- [TASK INSTRUCTIONS]: Lines before the one containing "If you could indicate the bare" are excluded. Repeat that line and every line after it, exactly.
+ + + +
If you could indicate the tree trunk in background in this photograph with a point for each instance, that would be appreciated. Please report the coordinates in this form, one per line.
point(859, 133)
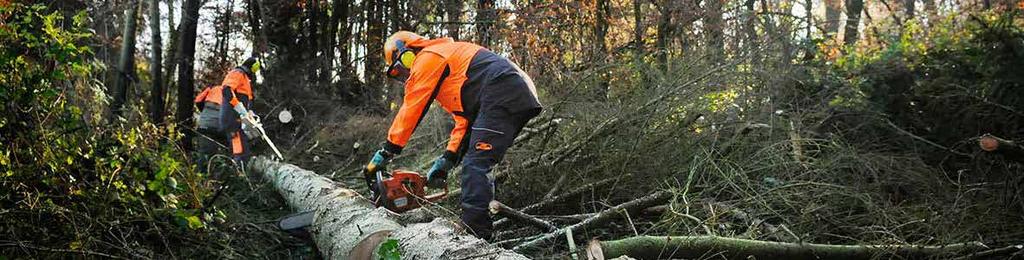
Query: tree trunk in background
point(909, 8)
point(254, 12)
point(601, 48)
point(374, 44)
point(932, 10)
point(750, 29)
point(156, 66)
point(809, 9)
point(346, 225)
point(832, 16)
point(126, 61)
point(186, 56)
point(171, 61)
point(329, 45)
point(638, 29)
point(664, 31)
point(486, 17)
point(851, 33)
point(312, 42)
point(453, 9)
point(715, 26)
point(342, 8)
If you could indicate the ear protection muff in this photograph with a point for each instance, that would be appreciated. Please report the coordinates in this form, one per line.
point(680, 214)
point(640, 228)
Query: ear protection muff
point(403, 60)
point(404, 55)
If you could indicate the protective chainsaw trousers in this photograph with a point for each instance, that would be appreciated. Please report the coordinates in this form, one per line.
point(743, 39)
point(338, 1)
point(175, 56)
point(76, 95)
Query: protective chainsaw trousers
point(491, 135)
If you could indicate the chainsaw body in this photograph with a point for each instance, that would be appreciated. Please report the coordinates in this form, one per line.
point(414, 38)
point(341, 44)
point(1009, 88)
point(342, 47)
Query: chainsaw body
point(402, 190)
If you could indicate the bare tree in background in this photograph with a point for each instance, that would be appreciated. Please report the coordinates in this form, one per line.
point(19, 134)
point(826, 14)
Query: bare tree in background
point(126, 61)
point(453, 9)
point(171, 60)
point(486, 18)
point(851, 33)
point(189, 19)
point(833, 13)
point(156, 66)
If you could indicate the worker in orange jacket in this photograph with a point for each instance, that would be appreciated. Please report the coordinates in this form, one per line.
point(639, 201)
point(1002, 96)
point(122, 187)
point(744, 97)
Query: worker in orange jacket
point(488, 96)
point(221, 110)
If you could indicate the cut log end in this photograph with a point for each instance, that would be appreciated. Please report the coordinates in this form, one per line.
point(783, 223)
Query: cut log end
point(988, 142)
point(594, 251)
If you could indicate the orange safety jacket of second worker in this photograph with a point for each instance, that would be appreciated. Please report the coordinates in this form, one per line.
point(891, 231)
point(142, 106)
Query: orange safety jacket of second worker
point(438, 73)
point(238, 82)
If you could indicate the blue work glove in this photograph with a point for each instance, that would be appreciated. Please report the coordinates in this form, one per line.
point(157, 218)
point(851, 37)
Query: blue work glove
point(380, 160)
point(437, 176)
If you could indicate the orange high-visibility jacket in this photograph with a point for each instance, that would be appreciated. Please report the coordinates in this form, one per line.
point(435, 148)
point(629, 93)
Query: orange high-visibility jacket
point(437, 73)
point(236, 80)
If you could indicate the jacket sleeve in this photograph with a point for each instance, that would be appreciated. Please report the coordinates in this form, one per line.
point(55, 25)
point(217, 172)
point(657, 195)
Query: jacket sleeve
+ + + +
- [RESULT BELOW]:
If you could indicate the bare tree in background in this photograph with a point for each instance, that would be appreciated. Please report the coordinates in this form, one per line.
point(19, 134)
point(826, 14)
Query: bare tree in background
point(126, 61)
point(453, 9)
point(171, 60)
point(486, 18)
point(851, 33)
point(189, 19)
point(833, 13)
point(156, 66)
If you could indicate the worker in orange jacket in this photograph with a point for each instance, that would be appreciated. Please report the coordinates in this form, one per line.
point(639, 201)
point(1002, 96)
point(122, 187)
point(744, 97)
Query: worker in orange jacket
point(488, 96)
point(221, 110)
If you could indicate the cut log end in this photograph with a point for each instance, that would be appreciated. Please report the coordinates in this form, one per line.
point(783, 223)
Query: cut log end
point(988, 142)
point(594, 251)
If you could indicate the orange safety jacket of second worker in this photograph with a point for each instance, that would be appreciated. Please report the coordinates in this form, one per line.
point(891, 231)
point(142, 106)
Query: orange safety jacket of second worker
point(438, 73)
point(238, 82)
If you could indicate the blue work glove in this photograph with a point for each instance, that would be appreciated. Please report the coordinates in this form, one per line.
point(157, 218)
point(851, 37)
Query: blue work glove
point(380, 160)
point(437, 176)
If you could indicate the orange high-visibility jacket in this photograph with a point for each instance, that would be appreciated. Please report the coordinates in this form, one per line.
point(435, 148)
point(629, 93)
Query: orange high-visibility jacket
point(437, 73)
point(236, 80)
If you could indicate the jacket sleeve in this photograph with a point for each instance, that would be appreciated. Please report the coordinates in this form, one per line.
point(55, 25)
point(217, 172)
point(657, 195)
Query: jacket sleeve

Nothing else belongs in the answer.